● **GIVEN EXERCISE**:
Reproduce verbatim the lines of the records below, starting at the line that contains "pixel 664 333." and ending at the line that contains "pixel 438 155", with both of those lines included.

::: PROVIDED DATA :::

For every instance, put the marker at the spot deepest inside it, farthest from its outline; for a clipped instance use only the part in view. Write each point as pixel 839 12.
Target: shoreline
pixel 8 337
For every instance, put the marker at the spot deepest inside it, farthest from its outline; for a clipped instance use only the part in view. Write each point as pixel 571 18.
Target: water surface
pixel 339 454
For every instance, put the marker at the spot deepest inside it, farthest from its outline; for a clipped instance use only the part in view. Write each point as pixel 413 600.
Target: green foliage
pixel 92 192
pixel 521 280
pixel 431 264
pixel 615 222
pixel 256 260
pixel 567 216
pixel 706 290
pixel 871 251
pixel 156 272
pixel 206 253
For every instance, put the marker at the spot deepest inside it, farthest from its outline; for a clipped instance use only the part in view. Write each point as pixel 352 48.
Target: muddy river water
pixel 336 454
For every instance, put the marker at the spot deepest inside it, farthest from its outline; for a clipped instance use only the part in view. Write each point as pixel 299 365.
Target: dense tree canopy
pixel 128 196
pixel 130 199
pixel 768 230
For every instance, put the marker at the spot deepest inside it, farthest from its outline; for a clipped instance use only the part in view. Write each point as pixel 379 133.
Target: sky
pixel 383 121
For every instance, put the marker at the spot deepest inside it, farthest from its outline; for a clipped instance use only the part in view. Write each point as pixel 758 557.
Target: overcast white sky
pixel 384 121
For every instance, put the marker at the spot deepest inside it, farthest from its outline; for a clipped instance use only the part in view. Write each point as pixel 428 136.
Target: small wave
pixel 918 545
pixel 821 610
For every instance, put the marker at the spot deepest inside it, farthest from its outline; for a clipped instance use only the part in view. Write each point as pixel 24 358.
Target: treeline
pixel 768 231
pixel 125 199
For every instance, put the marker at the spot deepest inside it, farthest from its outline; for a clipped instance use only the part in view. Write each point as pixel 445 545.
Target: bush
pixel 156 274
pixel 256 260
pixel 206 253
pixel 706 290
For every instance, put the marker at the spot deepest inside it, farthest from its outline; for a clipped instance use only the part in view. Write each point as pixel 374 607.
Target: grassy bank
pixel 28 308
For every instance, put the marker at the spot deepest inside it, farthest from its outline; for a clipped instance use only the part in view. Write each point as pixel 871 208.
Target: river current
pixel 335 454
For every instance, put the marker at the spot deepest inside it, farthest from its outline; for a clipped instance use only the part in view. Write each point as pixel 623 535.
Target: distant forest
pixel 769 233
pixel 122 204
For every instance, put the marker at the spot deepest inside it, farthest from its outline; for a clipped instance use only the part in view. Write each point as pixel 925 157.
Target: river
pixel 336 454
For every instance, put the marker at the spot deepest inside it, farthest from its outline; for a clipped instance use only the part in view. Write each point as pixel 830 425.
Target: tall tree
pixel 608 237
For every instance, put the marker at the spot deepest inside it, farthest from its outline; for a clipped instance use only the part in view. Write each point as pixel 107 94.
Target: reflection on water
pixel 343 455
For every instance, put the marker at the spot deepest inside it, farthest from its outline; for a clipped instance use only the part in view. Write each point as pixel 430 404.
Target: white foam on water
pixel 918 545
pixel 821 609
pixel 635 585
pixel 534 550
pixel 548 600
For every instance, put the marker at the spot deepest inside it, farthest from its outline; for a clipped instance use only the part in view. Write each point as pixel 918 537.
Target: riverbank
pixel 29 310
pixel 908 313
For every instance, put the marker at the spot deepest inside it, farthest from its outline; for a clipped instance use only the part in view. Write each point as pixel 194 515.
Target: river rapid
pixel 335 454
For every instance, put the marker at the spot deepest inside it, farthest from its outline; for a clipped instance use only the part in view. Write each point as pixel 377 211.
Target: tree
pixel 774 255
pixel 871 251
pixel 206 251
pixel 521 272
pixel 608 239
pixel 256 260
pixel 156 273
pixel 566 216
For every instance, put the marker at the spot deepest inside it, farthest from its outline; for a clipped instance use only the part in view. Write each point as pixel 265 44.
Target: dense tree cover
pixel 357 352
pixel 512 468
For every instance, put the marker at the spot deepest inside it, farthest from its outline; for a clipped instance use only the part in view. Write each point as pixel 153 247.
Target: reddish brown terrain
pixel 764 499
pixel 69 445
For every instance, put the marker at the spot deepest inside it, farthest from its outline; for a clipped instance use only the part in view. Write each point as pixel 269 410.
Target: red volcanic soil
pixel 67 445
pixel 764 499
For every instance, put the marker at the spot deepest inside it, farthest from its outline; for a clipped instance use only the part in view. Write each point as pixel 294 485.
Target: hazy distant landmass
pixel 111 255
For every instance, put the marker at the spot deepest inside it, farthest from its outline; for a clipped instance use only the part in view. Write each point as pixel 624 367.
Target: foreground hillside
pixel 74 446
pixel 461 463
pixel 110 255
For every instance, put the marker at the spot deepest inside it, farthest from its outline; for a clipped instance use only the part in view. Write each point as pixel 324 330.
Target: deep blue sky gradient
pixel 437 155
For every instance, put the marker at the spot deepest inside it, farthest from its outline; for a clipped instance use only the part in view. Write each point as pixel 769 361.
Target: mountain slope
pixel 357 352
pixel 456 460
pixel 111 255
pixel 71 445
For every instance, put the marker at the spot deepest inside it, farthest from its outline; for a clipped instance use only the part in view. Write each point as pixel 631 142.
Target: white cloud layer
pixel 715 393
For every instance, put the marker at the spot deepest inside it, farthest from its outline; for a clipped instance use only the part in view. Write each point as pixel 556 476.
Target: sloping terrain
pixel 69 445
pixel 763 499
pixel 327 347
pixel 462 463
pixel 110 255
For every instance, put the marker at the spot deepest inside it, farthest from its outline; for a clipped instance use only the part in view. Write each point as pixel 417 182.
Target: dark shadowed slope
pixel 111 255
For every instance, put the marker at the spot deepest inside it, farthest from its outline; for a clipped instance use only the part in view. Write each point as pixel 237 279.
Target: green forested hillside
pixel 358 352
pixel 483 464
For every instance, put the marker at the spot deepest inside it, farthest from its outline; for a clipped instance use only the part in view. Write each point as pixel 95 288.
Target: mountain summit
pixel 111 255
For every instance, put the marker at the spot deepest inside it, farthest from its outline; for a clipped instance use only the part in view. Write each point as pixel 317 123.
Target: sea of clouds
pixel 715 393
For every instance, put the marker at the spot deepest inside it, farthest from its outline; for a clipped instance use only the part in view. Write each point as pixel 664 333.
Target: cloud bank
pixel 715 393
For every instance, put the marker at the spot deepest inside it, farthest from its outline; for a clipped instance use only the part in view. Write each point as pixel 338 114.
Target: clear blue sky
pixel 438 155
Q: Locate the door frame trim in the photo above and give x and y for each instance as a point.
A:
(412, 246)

:::
::: PROVIDED DATA :::

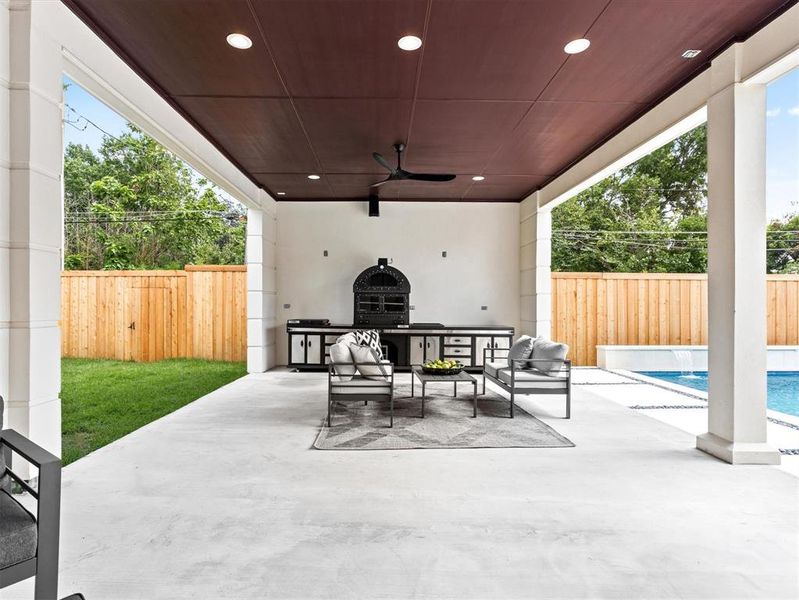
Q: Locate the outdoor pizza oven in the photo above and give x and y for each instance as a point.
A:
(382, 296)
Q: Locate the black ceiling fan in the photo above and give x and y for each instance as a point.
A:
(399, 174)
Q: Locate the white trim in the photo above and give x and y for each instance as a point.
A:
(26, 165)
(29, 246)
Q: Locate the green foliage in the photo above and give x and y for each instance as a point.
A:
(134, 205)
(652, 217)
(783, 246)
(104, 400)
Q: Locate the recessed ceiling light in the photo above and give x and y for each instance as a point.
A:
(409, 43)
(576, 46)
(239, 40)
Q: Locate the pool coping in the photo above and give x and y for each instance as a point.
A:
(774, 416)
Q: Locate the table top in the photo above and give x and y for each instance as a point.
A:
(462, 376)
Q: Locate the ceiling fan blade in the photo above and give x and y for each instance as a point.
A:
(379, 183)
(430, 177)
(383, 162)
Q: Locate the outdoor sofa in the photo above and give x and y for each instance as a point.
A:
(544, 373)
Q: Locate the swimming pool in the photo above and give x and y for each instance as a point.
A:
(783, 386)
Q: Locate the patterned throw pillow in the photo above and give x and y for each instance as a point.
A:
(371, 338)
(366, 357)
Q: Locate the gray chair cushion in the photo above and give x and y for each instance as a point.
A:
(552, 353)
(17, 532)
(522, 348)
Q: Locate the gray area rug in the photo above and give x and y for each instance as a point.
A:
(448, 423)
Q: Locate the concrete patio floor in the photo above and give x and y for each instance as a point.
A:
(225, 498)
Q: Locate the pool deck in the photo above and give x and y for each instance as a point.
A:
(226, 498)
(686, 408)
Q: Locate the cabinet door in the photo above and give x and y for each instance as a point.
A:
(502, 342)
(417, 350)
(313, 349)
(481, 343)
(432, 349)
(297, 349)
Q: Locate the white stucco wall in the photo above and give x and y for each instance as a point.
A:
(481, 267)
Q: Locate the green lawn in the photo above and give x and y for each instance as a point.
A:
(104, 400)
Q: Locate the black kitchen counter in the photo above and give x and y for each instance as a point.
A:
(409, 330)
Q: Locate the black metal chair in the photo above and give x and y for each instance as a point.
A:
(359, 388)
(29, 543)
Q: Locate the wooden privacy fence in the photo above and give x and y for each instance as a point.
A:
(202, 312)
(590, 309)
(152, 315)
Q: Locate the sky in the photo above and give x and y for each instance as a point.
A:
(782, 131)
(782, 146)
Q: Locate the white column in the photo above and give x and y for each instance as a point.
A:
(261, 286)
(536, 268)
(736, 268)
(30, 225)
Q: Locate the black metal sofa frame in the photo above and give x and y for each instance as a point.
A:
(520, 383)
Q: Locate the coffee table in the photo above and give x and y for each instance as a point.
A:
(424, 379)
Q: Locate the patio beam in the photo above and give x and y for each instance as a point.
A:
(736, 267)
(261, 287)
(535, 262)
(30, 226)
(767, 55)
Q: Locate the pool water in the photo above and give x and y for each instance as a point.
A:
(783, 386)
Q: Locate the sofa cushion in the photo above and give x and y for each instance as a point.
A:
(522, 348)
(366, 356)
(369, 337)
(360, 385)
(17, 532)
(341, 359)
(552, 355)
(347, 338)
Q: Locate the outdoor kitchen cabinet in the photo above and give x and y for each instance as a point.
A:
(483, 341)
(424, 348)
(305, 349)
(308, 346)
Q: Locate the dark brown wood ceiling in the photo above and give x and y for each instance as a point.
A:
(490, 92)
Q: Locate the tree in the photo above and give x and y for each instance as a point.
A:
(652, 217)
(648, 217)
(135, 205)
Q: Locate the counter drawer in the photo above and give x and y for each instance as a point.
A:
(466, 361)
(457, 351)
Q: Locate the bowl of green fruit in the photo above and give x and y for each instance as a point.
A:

:::

● **FINAL RESULT**:
For every instance, put the marker at the spot deepest inside it, farthest from its outline; for a clipped instance use only the part in view. Write each point as pixel 664 333.
Target: cloud bank
pixel 715 393
For every instance, put the marker at the spot deepest inside it, farthest from its outline; for a clipped instance use only the part in view. Write each point as pixel 338 114.
Target: clear blue sky
pixel 438 155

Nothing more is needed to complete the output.